◆ **Passage to read**:
-.-.-
Area hotels have grown accustomed to mounting cancellations and dwindling group bookings.
But, they say, the 16-day government shutdown that began Oct. 1 may have delivered the worst blow yet.
“This has been the quickest, most dramatic hit,” said Katie Doherty, general manager of the National Conference Center in Leesburg. “Sequestration was detrimental, but the government shutdown was very fast and furious.”
In the District alone, hotels reported 13,000 fewer bookings and a $2 million loss in revenue, Mayor Vincent Gray said. Occupancy rates at area hotels fell 12.1 percent during the first week of the shutdown, according to data from Smith Travel Research.
“Long-term effects of the shutdown remain to be seen, but in the early going, it clearly had an impact on the overall hotel industry,” Brad Garner, the firm’s senior vice president, said in a statement.
Nationally, the hospitality industry lost more than $8 million during each day of the shutdown, as thousands of trips and hotel reservations were cancelled, the American Hotel & Lodging Association said in a letter to the president.
“We’ve been hearing about huge impacts from pretty much day one of the shutdown,” said Vanessa Sinders, senior vice president and department head of governmental affairs at the American Hotel & Lodging Association. “The hotel rooms and meetings that are being cancelled — that’s revenue that’s very hard for hotels to make up.”
-.-.-
◆ **Data extract**:
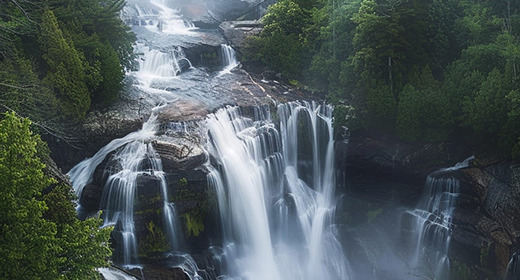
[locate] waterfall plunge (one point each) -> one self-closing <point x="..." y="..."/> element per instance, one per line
<point x="276" y="225"/>
<point x="229" y="60"/>
<point x="134" y="157"/>
<point x="431" y="223"/>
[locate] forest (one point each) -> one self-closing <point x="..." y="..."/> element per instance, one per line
<point x="58" y="59"/>
<point x="426" y="71"/>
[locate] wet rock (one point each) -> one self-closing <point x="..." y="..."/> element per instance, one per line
<point x="399" y="160"/>
<point x="182" y="110"/>
<point x="179" y="156"/>
<point x="84" y="139"/>
<point x="236" y="32"/>
<point x="91" y="197"/>
<point x="497" y="188"/>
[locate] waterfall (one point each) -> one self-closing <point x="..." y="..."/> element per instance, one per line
<point x="229" y="60"/>
<point x="134" y="157"/>
<point x="157" y="64"/>
<point x="513" y="268"/>
<point x="160" y="19"/>
<point x="431" y="223"/>
<point x="276" y="199"/>
<point x="114" y="274"/>
<point x="81" y="174"/>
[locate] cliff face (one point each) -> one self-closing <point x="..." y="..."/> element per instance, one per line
<point x="486" y="223"/>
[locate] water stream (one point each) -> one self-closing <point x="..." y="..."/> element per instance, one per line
<point x="273" y="175"/>
<point x="276" y="226"/>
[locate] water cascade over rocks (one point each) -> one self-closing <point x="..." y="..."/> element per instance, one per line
<point x="431" y="223"/>
<point x="277" y="225"/>
<point x="268" y="178"/>
<point x="229" y="59"/>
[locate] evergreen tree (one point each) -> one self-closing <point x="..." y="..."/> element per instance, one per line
<point x="28" y="245"/>
<point x="40" y="236"/>
<point x="66" y="74"/>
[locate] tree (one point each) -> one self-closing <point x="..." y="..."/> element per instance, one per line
<point x="40" y="237"/>
<point x="486" y="114"/>
<point x="28" y="245"/>
<point x="66" y="74"/>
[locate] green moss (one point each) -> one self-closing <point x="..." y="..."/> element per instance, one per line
<point x="194" y="224"/>
<point x="154" y="241"/>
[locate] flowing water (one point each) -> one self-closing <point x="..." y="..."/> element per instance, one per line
<point x="431" y="223"/>
<point x="114" y="274"/>
<point x="229" y="60"/>
<point x="276" y="225"/>
<point x="274" y="177"/>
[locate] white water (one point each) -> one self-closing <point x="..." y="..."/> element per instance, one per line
<point x="276" y="226"/>
<point x="134" y="156"/>
<point x="229" y="60"/>
<point x="170" y="21"/>
<point x="114" y="274"/>
<point x="161" y="19"/>
<point x="432" y="222"/>
<point x="81" y="174"/>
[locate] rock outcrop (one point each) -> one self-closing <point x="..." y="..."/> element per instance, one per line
<point x="236" y="32"/>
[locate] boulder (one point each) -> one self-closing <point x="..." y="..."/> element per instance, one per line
<point x="236" y="32"/>
<point x="182" y="111"/>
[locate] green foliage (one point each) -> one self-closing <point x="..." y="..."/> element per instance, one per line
<point x="427" y="70"/>
<point x="194" y="224"/>
<point x="487" y="111"/>
<point x="40" y="235"/>
<point x="154" y="241"/>
<point x="27" y="241"/>
<point x="424" y="110"/>
<point x="80" y="47"/>
<point x="66" y="73"/>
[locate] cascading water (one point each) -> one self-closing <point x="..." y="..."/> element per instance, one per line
<point x="276" y="225"/>
<point x="134" y="157"/>
<point x="114" y="274"/>
<point x="160" y="18"/>
<point x="170" y="22"/>
<point x="431" y="223"/>
<point x="229" y="60"/>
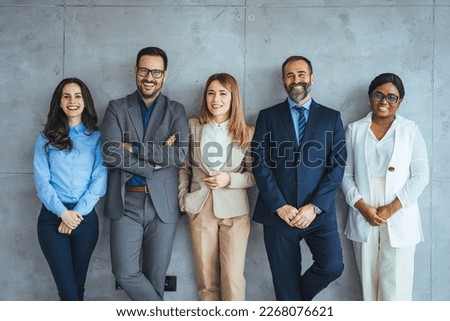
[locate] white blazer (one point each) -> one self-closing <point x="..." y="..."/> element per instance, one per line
<point x="406" y="177"/>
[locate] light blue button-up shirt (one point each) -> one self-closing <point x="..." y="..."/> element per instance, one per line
<point x="77" y="176"/>
<point x="294" y="112"/>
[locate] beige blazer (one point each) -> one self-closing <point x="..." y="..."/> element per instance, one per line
<point x="230" y="201"/>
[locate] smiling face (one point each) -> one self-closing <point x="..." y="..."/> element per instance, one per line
<point x="148" y="86"/>
<point x="218" y="99"/>
<point x="72" y="103"/>
<point x="379" y="103"/>
<point x="298" y="79"/>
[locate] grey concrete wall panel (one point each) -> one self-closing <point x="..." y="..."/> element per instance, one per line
<point x="348" y="41"/>
<point x="338" y="3"/>
<point x="441" y="158"/>
<point x="133" y="3"/>
<point x="441" y="111"/>
<point x="31" y="59"/>
<point x="32" y="2"/>
<point x="199" y="41"/>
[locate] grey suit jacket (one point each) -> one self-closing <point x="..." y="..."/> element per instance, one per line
<point x="230" y="201"/>
<point x="123" y="123"/>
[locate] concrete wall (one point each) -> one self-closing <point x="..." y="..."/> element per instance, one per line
<point x="348" y="41"/>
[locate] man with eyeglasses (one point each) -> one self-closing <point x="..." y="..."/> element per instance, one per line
<point x="145" y="139"/>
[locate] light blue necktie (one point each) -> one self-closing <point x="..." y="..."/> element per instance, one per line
<point x="301" y="122"/>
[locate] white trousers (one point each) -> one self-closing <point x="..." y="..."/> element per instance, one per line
<point x="386" y="273"/>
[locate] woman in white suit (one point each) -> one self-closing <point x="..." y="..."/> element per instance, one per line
<point x="387" y="170"/>
<point x="213" y="190"/>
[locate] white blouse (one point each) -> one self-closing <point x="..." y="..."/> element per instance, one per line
<point x="216" y="145"/>
<point x="379" y="152"/>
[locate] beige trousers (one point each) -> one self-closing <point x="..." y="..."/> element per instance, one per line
<point x="386" y="273"/>
<point x="219" y="247"/>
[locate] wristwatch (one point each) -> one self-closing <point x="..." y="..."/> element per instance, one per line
<point x="317" y="209"/>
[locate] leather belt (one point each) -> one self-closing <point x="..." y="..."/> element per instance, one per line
<point x="137" y="189"/>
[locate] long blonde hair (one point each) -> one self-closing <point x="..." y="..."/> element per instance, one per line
<point x="238" y="129"/>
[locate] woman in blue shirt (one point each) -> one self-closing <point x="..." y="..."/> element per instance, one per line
<point x="69" y="179"/>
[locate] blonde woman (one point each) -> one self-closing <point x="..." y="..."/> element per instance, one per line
<point x="213" y="190"/>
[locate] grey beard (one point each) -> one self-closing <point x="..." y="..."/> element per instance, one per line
<point x="297" y="95"/>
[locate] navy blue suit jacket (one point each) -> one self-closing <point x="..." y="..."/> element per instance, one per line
<point x="286" y="173"/>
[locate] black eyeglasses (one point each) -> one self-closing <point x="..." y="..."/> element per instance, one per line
<point x="156" y="73"/>
<point x="390" y="98"/>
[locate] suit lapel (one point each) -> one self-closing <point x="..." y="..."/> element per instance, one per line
<point x="286" y="117"/>
<point x="155" y="118"/>
<point x="134" y="110"/>
<point x="313" y="120"/>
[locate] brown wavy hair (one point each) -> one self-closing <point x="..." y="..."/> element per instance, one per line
<point x="56" y="129"/>
<point x="238" y="129"/>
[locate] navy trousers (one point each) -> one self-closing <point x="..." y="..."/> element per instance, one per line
<point x="285" y="260"/>
<point x="68" y="256"/>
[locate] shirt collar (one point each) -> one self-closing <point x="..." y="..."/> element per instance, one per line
<point x="222" y="126"/>
<point x="293" y="104"/>
<point x="78" y="129"/>
<point x="142" y="103"/>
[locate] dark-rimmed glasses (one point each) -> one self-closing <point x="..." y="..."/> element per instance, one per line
<point x="156" y="73"/>
<point x="390" y="98"/>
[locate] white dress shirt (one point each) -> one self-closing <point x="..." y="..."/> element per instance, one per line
<point x="216" y="145"/>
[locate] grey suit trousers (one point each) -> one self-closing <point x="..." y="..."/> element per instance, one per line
<point x="141" y="247"/>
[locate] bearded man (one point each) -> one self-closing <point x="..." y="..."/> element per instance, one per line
<point x="298" y="162"/>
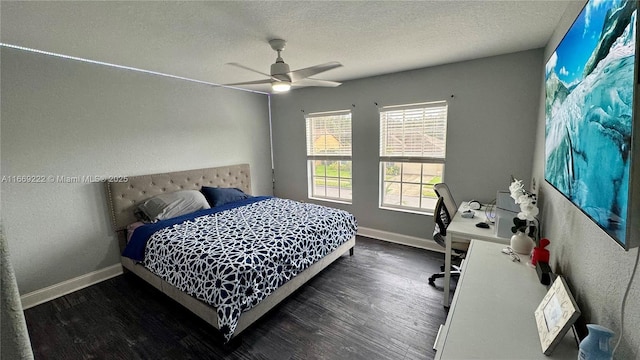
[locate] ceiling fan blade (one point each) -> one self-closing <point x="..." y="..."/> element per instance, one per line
<point x="300" y="74"/>
<point x="256" y="82"/>
<point x="317" y="82"/>
<point x="250" y="69"/>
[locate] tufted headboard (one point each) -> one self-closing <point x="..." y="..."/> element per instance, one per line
<point x="123" y="197"/>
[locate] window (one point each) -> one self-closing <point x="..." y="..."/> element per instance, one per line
<point x="412" y="155"/>
<point x="329" y="155"/>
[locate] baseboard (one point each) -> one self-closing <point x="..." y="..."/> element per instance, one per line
<point x="57" y="290"/>
<point x="427" y="244"/>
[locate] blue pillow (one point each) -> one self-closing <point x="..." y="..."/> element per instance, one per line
<point x="221" y="196"/>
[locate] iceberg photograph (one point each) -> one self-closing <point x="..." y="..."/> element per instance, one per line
<point x="589" y="95"/>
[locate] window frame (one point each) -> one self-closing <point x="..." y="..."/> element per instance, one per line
<point x="340" y="158"/>
<point x="405" y="159"/>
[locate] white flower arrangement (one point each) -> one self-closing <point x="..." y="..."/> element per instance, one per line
<point x="527" y="201"/>
<point x="528" y="208"/>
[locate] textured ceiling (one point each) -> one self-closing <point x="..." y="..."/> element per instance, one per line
<point x="196" y="39"/>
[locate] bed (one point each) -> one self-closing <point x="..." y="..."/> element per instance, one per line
<point x="125" y="195"/>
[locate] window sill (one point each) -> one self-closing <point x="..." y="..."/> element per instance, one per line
<point x="411" y="211"/>
<point x="337" y="201"/>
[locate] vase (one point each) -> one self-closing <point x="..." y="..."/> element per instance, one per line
<point x="521" y="243"/>
<point x="596" y="345"/>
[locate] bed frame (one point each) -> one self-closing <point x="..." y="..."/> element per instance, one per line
<point x="124" y="196"/>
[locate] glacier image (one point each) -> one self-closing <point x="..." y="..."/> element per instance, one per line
<point x="589" y="88"/>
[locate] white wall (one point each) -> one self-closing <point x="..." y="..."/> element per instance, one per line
<point x="491" y="131"/>
<point x="596" y="267"/>
<point x="68" y="118"/>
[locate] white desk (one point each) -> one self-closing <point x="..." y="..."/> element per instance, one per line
<point x="492" y="313"/>
<point x="464" y="229"/>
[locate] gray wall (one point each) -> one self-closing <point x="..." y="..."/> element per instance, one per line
<point x="597" y="268"/>
<point x="491" y="129"/>
<point x="64" y="117"/>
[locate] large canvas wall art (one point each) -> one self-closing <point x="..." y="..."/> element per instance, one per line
<point x="589" y="108"/>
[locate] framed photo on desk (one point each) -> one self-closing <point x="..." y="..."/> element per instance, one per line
<point x="555" y="315"/>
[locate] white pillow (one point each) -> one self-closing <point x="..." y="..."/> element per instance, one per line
<point x="166" y="206"/>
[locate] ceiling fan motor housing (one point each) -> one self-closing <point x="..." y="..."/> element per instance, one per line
<point x="280" y="70"/>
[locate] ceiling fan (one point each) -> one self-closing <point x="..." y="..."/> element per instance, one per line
<point x="282" y="79"/>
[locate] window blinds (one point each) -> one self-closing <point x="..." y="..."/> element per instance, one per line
<point x="329" y="134"/>
<point x="416" y="131"/>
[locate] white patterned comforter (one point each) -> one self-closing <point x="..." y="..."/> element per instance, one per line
<point x="235" y="258"/>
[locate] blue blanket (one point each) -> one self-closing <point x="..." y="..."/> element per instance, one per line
<point x="136" y="246"/>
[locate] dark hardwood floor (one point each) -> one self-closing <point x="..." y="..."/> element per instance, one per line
<point x="376" y="304"/>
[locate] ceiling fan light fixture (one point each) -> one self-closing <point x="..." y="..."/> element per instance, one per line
<point x="281" y="86"/>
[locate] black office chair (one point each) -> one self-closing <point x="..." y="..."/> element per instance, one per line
<point x="442" y="219"/>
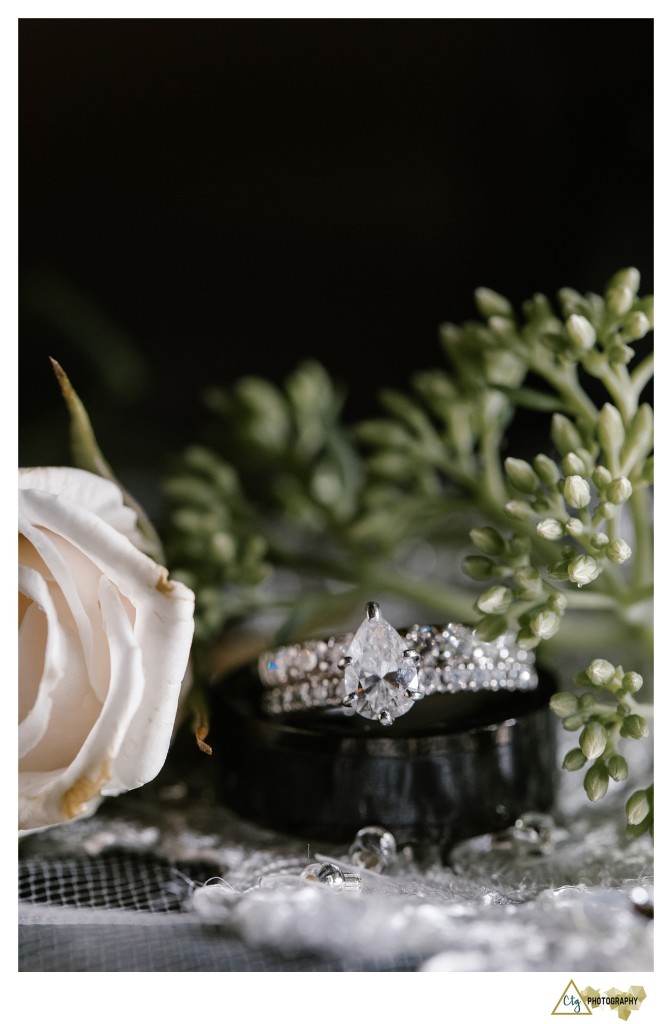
-.-.-
Extend the news article on the government shutdown's toll on area hotels, beginning right after its final paragraph.

At the National Conference Center, there were multiple cancellations by the military, federal agencies and government contractors, Doherty said. Even unrelated bookings such as church retreats were impacted because furloughed government employees were wary of spending money during the shutdown.
“That happened to several of our groups,” she said. “We lost a significant amount of business.”
Government bookings have long been a vital source of revenue for Washington area hotels and convention centers. In fiscal year 2012, the most recent year for which data is available, the District received $38.8 million from government conferences that cost more than $100,000, according to federal filings. An additional $13.8 million flowed into National Harbor, while Leesburg received a $8.8 million boost.
“Government business is extremely important for hotels in the area,” said Elliott Ferguson, president and chief executive of Destination D.C., the District’s marketing office. “Not having that business during the government shutdown has unfortunately hurt a lot of hotels.”